Aim of the exercise: Please update the discussion below by rewriting everything from "Will their orphaned" down to "outcome was inevitable." with "public eye" changed to "spotlight".
─── Provided text
Couldn't care less tbh.
The whole thing is a distasteful two finger salute to all the cancer sufferers who have actually done something worthwhile and good with their lives.
Will their orphaned kids be supported through life by Hello magazine and the Sun?
I really don't see it like this at all. She was already in the public eye long before she was diagnosed, and I don't think it at all surprising that she chose to stay there. It was particularly useful as a way of raising funds to support her kids when she was gone, but I'm sure it gave her something else to concentrate on too when the outcome was inevitable.
If people didn't like her she was easily avoided. She didn't feature much at all in the sort of papers I read nor on the radio or TV programmes I was watching/listening to.
How you deal with cancer must be a very personal thing, and how you deal with death too. I wouldn't dream of criticising anybody for those choices. My father, when dying of leukaemia, was always a bit bemused by people telling him how brave he was. He just didn't see it, he said it wasn't a choice to have cancer, so his only contribution was to put up with it and get on with it. He didn't see that as brave, though I'd like to think I could be so stoical about it I can certainly see what he meant.
I don't feel that her choices have had any sort of impact on what my father went through, and I certainly don't feel offended on his behalf.
──────
─── Supplied data
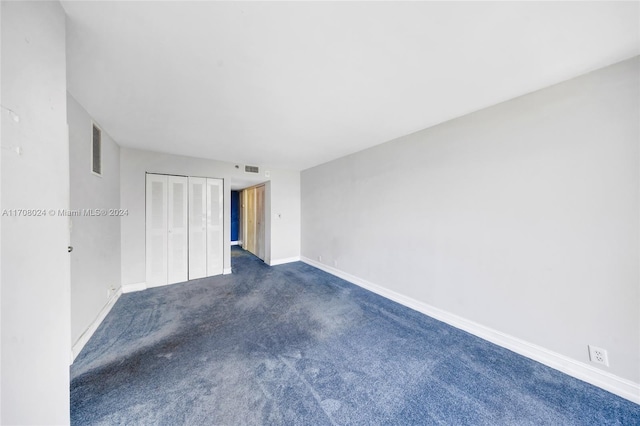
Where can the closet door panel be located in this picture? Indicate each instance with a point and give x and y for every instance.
(259, 222)
(251, 220)
(177, 249)
(197, 228)
(156, 230)
(214, 227)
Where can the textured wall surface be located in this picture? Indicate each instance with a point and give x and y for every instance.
(522, 217)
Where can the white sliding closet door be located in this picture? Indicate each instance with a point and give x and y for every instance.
(177, 249)
(197, 228)
(156, 220)
(184, 228)
(215, 236)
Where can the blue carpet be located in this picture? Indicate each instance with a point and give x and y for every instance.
(293, 345)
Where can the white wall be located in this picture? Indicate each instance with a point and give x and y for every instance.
(35, 263)
(522, 217)
(285, 202)
(95, 260)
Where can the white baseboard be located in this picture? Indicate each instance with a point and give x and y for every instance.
(86, 335)
(283, 261)
(130, 288)
(602, 379)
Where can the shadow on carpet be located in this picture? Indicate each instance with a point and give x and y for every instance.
(291, 344)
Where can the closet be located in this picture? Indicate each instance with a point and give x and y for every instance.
(184, 228)
(253, 202)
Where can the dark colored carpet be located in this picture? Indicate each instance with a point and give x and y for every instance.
(293, 345)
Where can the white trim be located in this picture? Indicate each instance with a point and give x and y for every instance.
(130, 288)
(607, 381)
(86, 335)
(285, 260)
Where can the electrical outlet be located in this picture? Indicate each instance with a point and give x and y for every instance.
(598, 355)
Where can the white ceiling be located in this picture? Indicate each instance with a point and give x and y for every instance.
(295, 84)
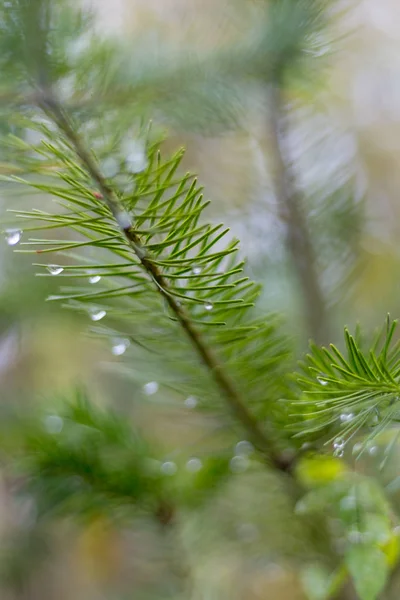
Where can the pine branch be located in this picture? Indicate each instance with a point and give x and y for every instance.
(153, 267)
(299, 243)
(347, 394)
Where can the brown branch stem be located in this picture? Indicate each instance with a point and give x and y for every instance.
(227, 387)
(298, 240)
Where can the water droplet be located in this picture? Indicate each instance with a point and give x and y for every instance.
(13, 236)
(346, 417)
(357, 448)
(120, 346)
(110, 167)
(191, 402)
(376, 418)
(339, 442)
(244, 448)
(194, 465)
(168, 468)
(53, 424)
(306, 446)
(55, 269)
(97, 314)
(94, 278)
(238, 464)
(150, 388)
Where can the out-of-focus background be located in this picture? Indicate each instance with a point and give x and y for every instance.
(344, 135)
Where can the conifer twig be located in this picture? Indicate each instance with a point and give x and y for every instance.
(299, 243)
(50, 105)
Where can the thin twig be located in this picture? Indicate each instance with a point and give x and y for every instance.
(299, 243)
(54, 110)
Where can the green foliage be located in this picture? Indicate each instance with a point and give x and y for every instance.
(368, 568)
(136, 259)
(200, 269)
(347, 393)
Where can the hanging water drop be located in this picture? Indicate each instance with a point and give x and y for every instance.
(339, 442)
(13, 236)
(168, 468)
(239, 464)
(191, 402)
(120, 346)
(346, 417)
(357, 448)
(97, 314)
(194, 465)
(55, 269)
(244, 448)
(150, 388)
(376, 418)
(53, 424)
(94, 278)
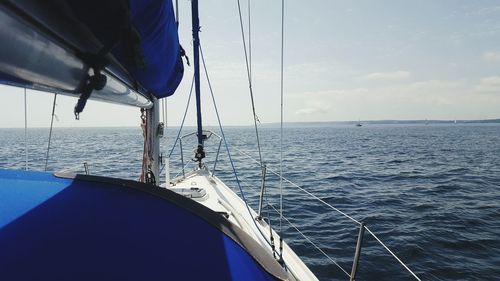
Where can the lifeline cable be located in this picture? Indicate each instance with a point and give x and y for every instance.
(50, 131)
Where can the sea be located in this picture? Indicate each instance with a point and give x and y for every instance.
(431, 193)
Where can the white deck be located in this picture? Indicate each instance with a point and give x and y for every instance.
(221, 198)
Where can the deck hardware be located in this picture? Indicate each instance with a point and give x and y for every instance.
(86, 167)
(216, 157)
(357, 254)
(262, 191)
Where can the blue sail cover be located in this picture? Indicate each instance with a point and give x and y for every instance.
(149, 45)
(75, 229)
(163, 68)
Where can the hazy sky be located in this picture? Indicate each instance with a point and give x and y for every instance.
(344, 60)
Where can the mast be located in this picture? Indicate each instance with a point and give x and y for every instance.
(200, 153)
(153, 131)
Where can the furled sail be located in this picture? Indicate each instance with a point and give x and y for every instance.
(56, 45)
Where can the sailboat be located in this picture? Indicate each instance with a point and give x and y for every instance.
(60, 226)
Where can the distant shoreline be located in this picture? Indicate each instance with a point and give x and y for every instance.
(313, 124)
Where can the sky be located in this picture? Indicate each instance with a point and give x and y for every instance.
(343, 60)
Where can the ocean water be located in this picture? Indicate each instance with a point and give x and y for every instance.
(431, 193)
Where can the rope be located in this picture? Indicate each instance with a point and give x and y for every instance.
(50, 131)
(333, 208)
(300, 232)
(281, 113)
(302, 189)
(25, 131)
(249, 76)
(249, 40)
(183, 119)
(401, 262)
(227, 148)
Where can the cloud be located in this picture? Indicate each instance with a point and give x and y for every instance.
(489, 85)
(492, 56)
(314, 108)
(395, 75)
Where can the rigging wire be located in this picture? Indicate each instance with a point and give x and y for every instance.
(227, 149)
(183, 119)
(50, 131)
(281, 120)
(249, 76)
(249, 40)
(25, 131)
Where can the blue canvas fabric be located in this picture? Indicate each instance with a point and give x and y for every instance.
(71, 229)
(144, 37)
(163, 69)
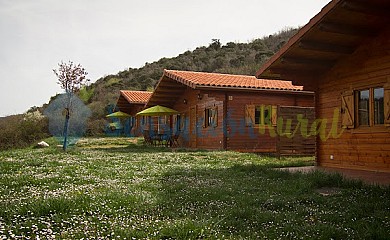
──────
Answer for this exercise:
Will their orphaned kids be supported through life by Hello magazine and the Sun?
I really don't see it like this at all. She was already in the spotlight long before she was diagnosed, and I don't think it at all surprising that she chose to stay there. It was particularly useful as a way of raising funds to support her kids when she was gone, but I'm sure it gave her something else to concentrate on too when the outcome was inevitable.